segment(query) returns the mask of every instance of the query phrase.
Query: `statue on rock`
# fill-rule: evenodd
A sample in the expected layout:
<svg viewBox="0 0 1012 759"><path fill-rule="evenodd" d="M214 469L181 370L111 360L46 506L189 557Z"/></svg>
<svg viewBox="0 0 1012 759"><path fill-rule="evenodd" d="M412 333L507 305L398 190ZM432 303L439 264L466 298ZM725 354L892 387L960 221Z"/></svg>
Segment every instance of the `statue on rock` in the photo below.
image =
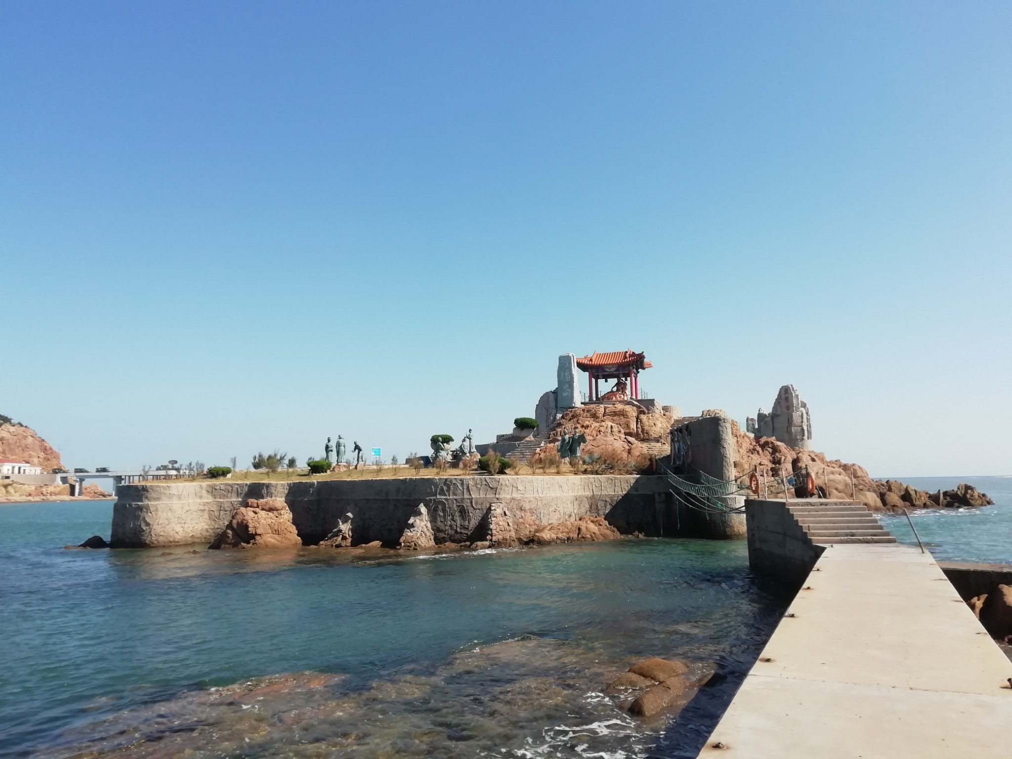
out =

Problem details
Rewrite the items above, replacing "statue on rock" with "figure on rock" and leaving everything else unchanged. Leave out the pictures.

Reply
segment(query) returns the mask of every instance of the query phrase.
Query: `figure on rock`
# fill-rule: evenodd
A sample in the expected layout:
<svg viewBox="0 0 1012 759"><path fill-rule="evenodd" d="M214 469L181 370L111 360L46 506L189 557Z"/></svg>
<svg viewBox="0 0 1012 759"><path fill-rule="evenodd" d="M412 333L507 305L398 190ZM432 303L439 264L466 298ZM725 354L892 387L960 221Z"/></svg>
Segment every instance of the `figure on rock` in the photo below.
image =
out =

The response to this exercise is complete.